--- Start Page extract ---
TABLE OF CONTENTS

PRINT January 1972

A Note on Dan Flavin

IN 1954 JASPER JOHNS MADE his famous Flag, a painting whose surface is entirely taken up with a flat even image of the American flag. One of the things that painting demonstrates is that the subjects in figurative paintings have a very peculiar literal nature: they are visible absences. Johns made this apparent by using an image that would be as closely congruent as possible with the physical presence of his painting. One no longer feels in looking at Johns’ Flag that there is any fictive distance between oneself and the depicted object; pictorial space has been squeezed out altogether. It is as if there is something else coming between spectator and the thing pictured, or as if the illusion of depth provided by pictorial space has been exposed as having been something other than just an illusion of depth. My experience of Johns’ painting was not that it revealed a queer feature of paintings so much as it questioned the nature of my position as a spectator. The painting asks from what kind of position it is that we naturally see the physical presence, which is a picture, and the literal absence, which is its subject, as perfectly reconciled. What sense of “position” is that? To ask that question is already to ask what kind of being the spectator himself is, because the sense of position needed as an answer is not satisfied by picturing the human figure in novel postures or surroundings. A better formulation of the question, one that gives the sense of why it can best be asked “by” art, so to speak, is simply: “who” sees?1 As I read it, the new three-dimensional art which began to appear in the early ’60s is laced with recognitions of this issue; in recent years certain artists, such as Bruce Nauman, Robert Smithson, and Keith Sunnier, have been addressing the issue head-on. One artist whose engagement with the problem has been equivocal is Dan Flavin; a look at his work in relation to the problem of the spectator’s nature seems to me crucial to an evaluation of his art.

Johns’ Flag reflected on the experience of both figurative and abstract paintings. It seems that one thing that representational and abstract paintings had in common was their failure to raise for the spectator the question as to his own nature. They seemed already to understand his nature and to assure him that he understood it adequately too. The fact that figurative paintings could be seen as variants on abstract ones or vice versa further confirms that no fundamental resituation of the viewer occurs in the passage from figuration to abstraction. Perhaps the best reason for the opposition by artists following Johns of both representation and abstraction—ultimately of painting—with new three-dimensional modes is that Johns had shown painting ill-adapted to deal with the question “‘who’ sees?”

Dan Flavin’s work did not seem important to me until I happened to see one of his pieces unplugged. The feeling I got about this unlighted piece was not exactly that it was no longer “a Flavin” or just a piece of mounted hardware; I felt rather that something was missing from the piece, absent or away from it. To say that light was absent from it is not really to say anything. My temptation is to say that I felt absent from the piece. The next time I saw a Flavin lighted I understood something of what that feeling meant. In almost all of Flavin’s works, the spectator sees himself (and others) by the light the work provides. The force of this recognition is not that the work confers upon the spectator the sense of his presence to it and to himself. Rather, one is made to see oneself and to realize that one does not look out upon the visible but always sees it from within it.2 If figurative paintings no longer assure us of visual access to the real, this may be because they are only imitative, not just of the visible but of visibility itself. They do not implicate us compellingly enough in the visible, but appear to let us view it from without. That appearance is what Johns exposed by removing all pictorial space from his Flag. What keeps the depicted flag at a strange remove is the difficulty paintings have acknowledging our situation in the visible. That is the acknowledgment that Flavin’s work began to make.
--- End Page extract ---
--- Start Supplied records ---
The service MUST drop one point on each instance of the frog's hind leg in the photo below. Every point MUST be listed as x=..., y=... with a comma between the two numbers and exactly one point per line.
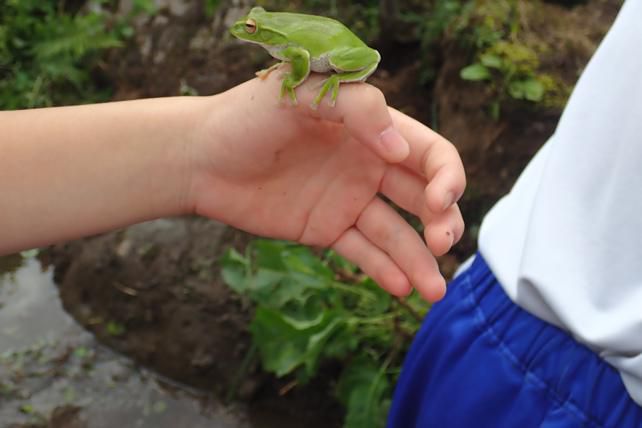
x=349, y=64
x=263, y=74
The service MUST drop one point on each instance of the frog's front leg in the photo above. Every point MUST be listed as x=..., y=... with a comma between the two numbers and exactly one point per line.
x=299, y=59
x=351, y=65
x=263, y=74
--- End Supplied records ---
--- Start Supplied records ---
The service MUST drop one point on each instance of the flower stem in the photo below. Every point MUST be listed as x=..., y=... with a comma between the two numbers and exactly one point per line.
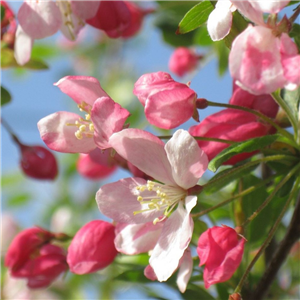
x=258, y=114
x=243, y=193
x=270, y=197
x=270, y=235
--- End Supplied records ---
List every artist named in the note on Dan Flavin above.

Jasper Johns, Bruce Nauman, Robert Smithson, Keith Sunnier, Dan Flavin